* Aufgabe 1:
Beantworte anhand der Erklärung zum Alarm Phone diese Fragen:
(a) Welches Datum trägt die Erklärung?
(b) Seit wann wird die Hotline täglich angerufen?
(c) In welchen Meeresgebieten war man in SOS-Fälle involviert?

* Quelle:
14. Oktober 2015 | Erklärung zu einem Jahr Alarm Phone

“Wir erleben viel Leid und Verzweiflung. Gleichzeitig werden wir jedoch angespornt und inspiriert durch den hartnäckigen Willen und die unglaubliche Entschiedenheit, das Meer zu überqueren und zu den erwünschten Orten innerhalb Europas zu gelangen.”

Sie sind in den letzten Monaten jeden Tag stärker, lauter und sichtbarer geworden: die unglaublich starken sozialen und politischen Kämpfe von Geflüchteten und Migrant_innen für ihr Recht auf Bewegungsfreiheit. Weil alle sicheren und legalen Wege in die EU von den Regierungen versperrt und blockiert sind, wird die Überquerung des Mittelmeers in kleinen überfüllten Booten zu einer der gefährlichsten Etappe auf den Migrationsrouten. Insbesondere seit April dieses Jahres wird unsere Hotline täglich angerufen, von Menschen in Seenot oder von deren Freund_innen und Verwandten. Wir versuchen sicherzustellen, dass ihre Notrufe gehört werden und dass Rettungsoperationen unverzüglich in Gang kommen. Im zentralen und westlichen Mittelmeer sowie in der Ägäis waren wir mittlerweile in hunderte von SOS-Fällen involviert, gleichzeitig haben wir schwere Menschenrechtsverletzungen dokumentiert.

* Gespeicherte Einträge:
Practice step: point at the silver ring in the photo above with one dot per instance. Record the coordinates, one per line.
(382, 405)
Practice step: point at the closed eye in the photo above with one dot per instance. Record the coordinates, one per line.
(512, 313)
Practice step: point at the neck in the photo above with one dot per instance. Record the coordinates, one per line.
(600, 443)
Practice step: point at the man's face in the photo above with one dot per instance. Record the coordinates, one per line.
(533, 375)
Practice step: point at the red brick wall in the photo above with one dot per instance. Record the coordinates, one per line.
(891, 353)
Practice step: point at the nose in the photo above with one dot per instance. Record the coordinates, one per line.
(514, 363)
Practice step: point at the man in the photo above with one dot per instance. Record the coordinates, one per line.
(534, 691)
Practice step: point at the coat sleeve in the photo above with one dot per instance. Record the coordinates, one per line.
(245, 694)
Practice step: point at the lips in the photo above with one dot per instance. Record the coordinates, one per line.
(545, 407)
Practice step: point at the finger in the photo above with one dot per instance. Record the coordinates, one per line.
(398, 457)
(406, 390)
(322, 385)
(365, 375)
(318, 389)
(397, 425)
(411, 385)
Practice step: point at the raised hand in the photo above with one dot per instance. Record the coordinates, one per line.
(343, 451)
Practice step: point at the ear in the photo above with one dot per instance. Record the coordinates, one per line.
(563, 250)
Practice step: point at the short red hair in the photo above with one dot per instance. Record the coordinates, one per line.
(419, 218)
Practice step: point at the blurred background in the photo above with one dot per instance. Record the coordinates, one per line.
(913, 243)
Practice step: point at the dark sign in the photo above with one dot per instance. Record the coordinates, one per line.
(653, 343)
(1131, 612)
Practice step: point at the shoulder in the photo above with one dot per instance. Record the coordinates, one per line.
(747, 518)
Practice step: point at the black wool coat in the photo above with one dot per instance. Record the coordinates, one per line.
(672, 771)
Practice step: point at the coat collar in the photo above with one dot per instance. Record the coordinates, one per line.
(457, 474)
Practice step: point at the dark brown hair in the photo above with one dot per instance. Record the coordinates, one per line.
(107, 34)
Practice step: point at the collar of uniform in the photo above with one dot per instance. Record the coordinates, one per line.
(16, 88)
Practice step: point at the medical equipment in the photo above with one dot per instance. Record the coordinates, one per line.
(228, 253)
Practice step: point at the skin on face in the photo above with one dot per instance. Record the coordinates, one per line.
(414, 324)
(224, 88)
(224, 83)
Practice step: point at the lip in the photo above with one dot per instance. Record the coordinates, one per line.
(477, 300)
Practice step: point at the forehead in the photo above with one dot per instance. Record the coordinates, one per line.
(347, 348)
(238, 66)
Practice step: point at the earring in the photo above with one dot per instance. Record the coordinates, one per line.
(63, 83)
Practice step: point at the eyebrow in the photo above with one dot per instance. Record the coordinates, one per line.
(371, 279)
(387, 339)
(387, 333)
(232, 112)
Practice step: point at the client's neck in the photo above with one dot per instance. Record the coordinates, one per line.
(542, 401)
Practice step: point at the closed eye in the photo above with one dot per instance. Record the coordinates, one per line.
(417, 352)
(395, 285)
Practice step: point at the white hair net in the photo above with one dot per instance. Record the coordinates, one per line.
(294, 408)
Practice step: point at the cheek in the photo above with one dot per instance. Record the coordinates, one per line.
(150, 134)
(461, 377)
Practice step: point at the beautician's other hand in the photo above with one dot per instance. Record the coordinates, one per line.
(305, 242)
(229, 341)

* Aufgabe 2:
Liste alle Zeilen der Einträge auf, in denen die Zeichenfolge „neck“ vorkommt. Achte dabei auf Groß- und Kleinschreibung.

* Antwort 1:
(a) 14. Oktober 2015
(b) Seit April dieses Jahres
(c) Im zentralen und westlichen Mittelmeer sowie in der Ägäis

* Antwort 2:
Practice step: point at the neck in the photo above with one dot per instance. Record the coordinates, one per line.
Practice step: point at the client's neck in the photo above with one dot per instance. Record the coordinates, one per line.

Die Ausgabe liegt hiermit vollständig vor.